— BEGIN —
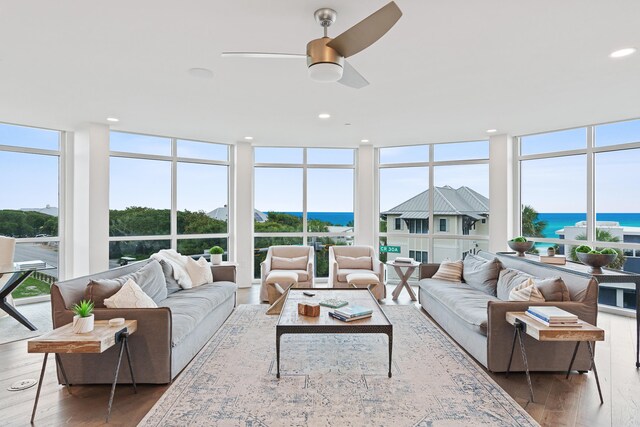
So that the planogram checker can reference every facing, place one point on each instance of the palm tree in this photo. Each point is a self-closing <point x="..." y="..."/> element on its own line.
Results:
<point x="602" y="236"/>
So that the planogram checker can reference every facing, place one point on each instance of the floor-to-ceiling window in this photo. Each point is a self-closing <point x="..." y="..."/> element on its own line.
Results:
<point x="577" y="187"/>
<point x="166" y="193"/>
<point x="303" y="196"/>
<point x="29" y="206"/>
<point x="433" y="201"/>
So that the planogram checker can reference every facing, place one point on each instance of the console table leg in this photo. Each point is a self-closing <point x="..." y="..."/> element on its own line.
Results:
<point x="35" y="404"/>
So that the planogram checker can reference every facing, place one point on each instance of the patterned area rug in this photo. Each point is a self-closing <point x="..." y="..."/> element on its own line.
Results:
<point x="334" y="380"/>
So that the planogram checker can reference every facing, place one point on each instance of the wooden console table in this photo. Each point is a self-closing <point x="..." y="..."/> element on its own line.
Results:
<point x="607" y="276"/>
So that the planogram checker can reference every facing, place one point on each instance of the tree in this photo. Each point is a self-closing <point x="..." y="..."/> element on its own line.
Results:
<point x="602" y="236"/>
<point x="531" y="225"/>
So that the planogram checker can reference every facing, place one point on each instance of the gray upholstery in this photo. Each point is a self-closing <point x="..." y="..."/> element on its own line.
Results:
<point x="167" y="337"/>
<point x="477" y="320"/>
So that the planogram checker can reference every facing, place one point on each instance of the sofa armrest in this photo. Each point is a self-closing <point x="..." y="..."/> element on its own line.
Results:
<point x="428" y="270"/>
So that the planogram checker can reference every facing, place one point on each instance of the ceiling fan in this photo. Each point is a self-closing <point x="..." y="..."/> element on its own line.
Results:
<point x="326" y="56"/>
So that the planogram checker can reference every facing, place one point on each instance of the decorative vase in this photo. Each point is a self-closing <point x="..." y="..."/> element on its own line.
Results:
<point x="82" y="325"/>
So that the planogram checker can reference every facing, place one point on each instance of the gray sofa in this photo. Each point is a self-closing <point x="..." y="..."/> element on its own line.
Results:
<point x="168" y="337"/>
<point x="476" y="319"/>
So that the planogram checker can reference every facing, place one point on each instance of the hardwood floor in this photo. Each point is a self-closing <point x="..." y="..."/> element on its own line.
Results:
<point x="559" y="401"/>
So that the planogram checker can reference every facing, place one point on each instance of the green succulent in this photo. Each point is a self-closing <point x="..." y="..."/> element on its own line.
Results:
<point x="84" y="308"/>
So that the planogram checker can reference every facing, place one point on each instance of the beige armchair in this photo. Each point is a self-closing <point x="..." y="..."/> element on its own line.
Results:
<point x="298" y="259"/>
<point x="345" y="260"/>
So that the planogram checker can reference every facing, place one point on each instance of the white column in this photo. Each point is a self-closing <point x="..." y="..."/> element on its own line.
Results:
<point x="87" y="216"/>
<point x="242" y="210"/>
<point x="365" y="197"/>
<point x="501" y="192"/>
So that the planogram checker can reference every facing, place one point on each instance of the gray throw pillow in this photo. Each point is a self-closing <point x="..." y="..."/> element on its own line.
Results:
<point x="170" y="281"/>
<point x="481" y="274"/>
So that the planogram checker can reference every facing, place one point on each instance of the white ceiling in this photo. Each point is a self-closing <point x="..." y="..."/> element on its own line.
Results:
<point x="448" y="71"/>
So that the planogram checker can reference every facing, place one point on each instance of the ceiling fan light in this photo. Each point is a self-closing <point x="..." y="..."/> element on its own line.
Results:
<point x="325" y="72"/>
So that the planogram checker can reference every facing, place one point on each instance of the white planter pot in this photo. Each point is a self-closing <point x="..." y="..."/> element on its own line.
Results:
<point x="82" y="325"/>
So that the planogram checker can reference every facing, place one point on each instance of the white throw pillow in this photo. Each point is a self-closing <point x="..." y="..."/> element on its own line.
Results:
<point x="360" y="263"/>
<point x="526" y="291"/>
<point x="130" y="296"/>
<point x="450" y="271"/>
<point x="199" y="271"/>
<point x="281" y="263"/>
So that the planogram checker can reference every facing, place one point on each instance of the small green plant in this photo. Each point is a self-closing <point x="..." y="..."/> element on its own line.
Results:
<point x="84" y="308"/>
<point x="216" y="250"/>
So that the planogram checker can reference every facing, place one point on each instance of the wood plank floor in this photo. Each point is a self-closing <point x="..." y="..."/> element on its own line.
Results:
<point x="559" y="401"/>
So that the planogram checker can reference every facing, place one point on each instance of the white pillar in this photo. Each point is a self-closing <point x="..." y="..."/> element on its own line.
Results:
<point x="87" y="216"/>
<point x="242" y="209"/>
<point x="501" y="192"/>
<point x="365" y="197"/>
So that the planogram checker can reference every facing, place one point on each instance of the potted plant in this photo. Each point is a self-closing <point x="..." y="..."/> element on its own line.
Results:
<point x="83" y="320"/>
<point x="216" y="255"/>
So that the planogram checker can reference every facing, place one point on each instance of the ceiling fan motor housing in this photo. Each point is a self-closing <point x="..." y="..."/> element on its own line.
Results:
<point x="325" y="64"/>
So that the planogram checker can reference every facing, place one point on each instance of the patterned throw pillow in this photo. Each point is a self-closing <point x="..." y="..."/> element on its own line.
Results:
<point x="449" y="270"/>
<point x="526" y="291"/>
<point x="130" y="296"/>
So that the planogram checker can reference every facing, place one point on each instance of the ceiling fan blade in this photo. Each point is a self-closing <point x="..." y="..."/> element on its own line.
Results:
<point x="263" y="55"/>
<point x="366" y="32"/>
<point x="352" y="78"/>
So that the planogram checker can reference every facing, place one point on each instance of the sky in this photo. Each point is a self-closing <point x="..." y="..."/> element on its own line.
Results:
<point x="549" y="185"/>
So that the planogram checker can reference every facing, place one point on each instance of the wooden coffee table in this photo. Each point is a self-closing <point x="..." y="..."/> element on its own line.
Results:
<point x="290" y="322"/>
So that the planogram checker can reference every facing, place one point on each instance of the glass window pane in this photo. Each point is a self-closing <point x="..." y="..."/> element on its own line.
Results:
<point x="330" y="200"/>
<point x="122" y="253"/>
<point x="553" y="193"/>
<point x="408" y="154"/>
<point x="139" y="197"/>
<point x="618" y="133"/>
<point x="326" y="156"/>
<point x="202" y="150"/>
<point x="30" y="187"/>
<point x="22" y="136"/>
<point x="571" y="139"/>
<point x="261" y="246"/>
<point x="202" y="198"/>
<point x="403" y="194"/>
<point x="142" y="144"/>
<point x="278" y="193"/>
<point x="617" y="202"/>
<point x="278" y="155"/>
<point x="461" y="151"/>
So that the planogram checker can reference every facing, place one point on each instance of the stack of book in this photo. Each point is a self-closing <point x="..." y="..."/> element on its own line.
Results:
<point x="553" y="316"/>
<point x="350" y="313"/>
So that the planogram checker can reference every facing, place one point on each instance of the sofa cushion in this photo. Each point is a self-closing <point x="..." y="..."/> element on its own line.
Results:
— END —
*TASK:* Rewrite the listing from the line with "ceiling fan blade" through the end, keeping every line in place, and offset each point coordinate in the answers by adding 34 to both its x and y values.

*TASK RESULT:*
So that the planogram checker can reference every facing, place one point on each instance of the ceiling fan blade in this photo. Each point is a self-closing <point x="..." y="..."/> element on its own line.
Results:
<point x="297" y="89"/>
<point x="400" y="66"/>
<point x="386" y="112"/>
So that the planogram checker can reference every facing, place one point on each instance of the sky in this photo. Each point is a self-closing <point x="..." y="..."/> element on its own line.
Results:
<point x="583" y="219"/>
So that the planogram checker can reference every facing, place one point on each instance of the wooden coffee table in this photo. Each point is a self-closing <point x="..." y="..."/> element on its own line.
Results:
<point x="324" y="356"/>
So that the planogram checker can reference every facing, place one point on each instance of the glass window pane in this photo. Each point is a self-closing <point x="..." y="..."/> element on its own line.
Results:
<point x="364" y="234"/>
<point x="156" y="287"/>
<point x="587" y="227"/>
<point x="442" y="188"/>
<point x="173" y="231"/>
<point x="652" y="167"/>
<point x="360" y="190"/>
<point x="236" y="184"/>
<point x="64" y="221"/>
<point x="56" y="170"/>
<point x="605" y="173"/>
<point x="295" y="280"/>
<point x="236" y="232"/>
<point x="437" y="228"/>
<point x="176" y="178"/>
<point x="312" y="227"/>
<point x="651" y="236"/>
<point x="312" y="189"/>
<point x="495" y="185"/>
So that the planogram checker can reference every facing, place one point on each instance of the stack of book in this photo. Each point is a self-closing <point x="..." y="..."/> element on its own line.
Results:
<point x="587" y="350"/>
<point x="384" y="347"/>
So that the planogram checker can reference every facing, place one point on each instance of the sofa cushion in this photo. Each point is a self-closing <point x="..." y="..."/> element on its own line.
Results:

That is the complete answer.